** PROVIDED RECORDS follows **

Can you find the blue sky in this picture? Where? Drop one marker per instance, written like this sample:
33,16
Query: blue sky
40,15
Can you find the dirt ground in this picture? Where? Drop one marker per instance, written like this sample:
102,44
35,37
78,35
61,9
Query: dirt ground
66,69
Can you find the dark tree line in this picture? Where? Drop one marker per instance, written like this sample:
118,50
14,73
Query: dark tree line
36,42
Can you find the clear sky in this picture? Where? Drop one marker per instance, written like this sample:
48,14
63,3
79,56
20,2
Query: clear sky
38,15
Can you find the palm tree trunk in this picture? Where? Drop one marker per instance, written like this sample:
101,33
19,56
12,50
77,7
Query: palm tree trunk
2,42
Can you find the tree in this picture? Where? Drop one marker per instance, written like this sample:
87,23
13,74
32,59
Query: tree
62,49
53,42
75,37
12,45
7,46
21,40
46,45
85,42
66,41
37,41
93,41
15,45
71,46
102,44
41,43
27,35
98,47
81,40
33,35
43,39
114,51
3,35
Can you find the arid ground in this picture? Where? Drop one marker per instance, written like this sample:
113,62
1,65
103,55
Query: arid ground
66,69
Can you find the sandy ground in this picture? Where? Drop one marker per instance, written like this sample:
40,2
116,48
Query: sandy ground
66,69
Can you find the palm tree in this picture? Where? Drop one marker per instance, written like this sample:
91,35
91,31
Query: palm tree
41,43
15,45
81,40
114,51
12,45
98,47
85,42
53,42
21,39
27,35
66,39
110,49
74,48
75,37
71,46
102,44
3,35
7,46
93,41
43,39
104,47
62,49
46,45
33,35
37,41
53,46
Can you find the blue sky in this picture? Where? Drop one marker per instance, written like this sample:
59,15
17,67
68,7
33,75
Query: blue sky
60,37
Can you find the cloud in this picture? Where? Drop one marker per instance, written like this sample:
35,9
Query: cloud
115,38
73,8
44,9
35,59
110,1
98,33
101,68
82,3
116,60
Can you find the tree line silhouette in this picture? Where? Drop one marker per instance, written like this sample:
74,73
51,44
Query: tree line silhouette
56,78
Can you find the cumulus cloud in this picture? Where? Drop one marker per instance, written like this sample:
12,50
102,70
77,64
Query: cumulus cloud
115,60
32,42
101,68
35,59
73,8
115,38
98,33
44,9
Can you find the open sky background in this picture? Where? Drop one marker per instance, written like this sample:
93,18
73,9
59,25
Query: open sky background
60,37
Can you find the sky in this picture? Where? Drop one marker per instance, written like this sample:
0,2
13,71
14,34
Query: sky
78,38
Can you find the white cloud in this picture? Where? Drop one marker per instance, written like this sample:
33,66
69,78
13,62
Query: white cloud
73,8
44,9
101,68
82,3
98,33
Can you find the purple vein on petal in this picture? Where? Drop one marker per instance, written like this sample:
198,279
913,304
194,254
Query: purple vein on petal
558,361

** End of PROVIDED RECORDS **

Copy all of the material word for word.

Can you find the blue sky in this picture? Where? Drop one marker per instance, written like this sample:
33,16
Query: blue sky
40,15
Can you find the dirt ground in this picture? Where? Drop one marker per instance, written like this sample:
102,44
35,37
78,35
61,9
Query: dirt ground
66,69
Can you find the dark tree line in this picture? Where? Drop one marker per instance, written like this sample:
118,50
14,73
Query: dark tree line
36,42
Can you find the clear sky in this picture? Where? Drop one marker per instance, written like this sample:
48,14
63,3
79,56
20,2
Query: clear sky
38,15
Can you find the palm tree trunk in this picture? Where? Drop one marker per instance, written like this sample:
101,33
19,56
12,50
77,7
Query: palm tree trunk
2,42
Can you find the tree in this picture? Where? Drop one marker per instance, written like this sample:
87,23
13,74
32,59
Query: tree
62,49
53,42
75,37
12,45
7,46
21,40
46,45
85,42
66,41
37,41
93,41
15,45
71,46
102,44
41,43
27,35
98,47
81,40
33,35
43,39
114,51
3,35
Can you find the arid ground in this picture? Where? Drop one marker per instance, written like this sample:
113,62
1,65
103,55
Query: arid ground
66,69
Can you find the sandy ground in this picture? Where? Drop one marker per instance, written like this sample:
40,2
116,48
Query: sandy ground
66,69
Can you find the palm tree in this picture? Where? Drop one marker per instance, written like this sample:
91,35
91,31
Query: palm tree
41,43
15,45
81,40
114,51
12,45
98,47
85,42
53,42
21,39
27,35
66,39
110,49
74,48
75,37
71,46
102,44
3,35
7,46
93,41
43,39
104,47
62,49
46,45
33,35
37,41
53,46
Can you find the blue sky in this picture? Where? Drop one marker per instance, written like this sample:
59,15
17,67
68,7
33,75
Query: blue sky
60,37
Can you find the cloud in this picture? Where? Drop one marker per instance, written like this sample:
35,9
Query: cloud
115,38
73,8
44,9
35,59
110,1
98,33
101,68
82,3
116,60
Can you find the tree line silhouette in this picture? Where? Drop one marker per instance, written like this sample:
74,73
51,44
Query: tree line silhouette
56,78
Can you find the cumulus cloud in this picture? Where? Drop one marker per instance, written like this sample:
12,50
102,70
77,64
Query: cumulus cloud
115,60
32,42
101,68
35,59
73,8
115,38
98,33
44,9
Can you find the open sky background in this picture? Where? Drop one marker per instance, written like this sample:
93,18
73,9
59,25
Query: open sky background
60,37
Can you find the sky in this picture? Where? Drop one marker per instance, written like this sample:
0,2
13,71
14,34
Query: sky
78,38
Can you find the white cloud in this picture? Where? Drop one marker per instance, written like this sample:
33,66
69,78
13,62
Query: white cloud
73,8
44,9
101,68
82,3
98,33
Can you find the purple vein on petal in this picture? Where? Drop one marker per instance, written like this sample:
198,279
913,304
194,254
Query: purple vein on petal
558,361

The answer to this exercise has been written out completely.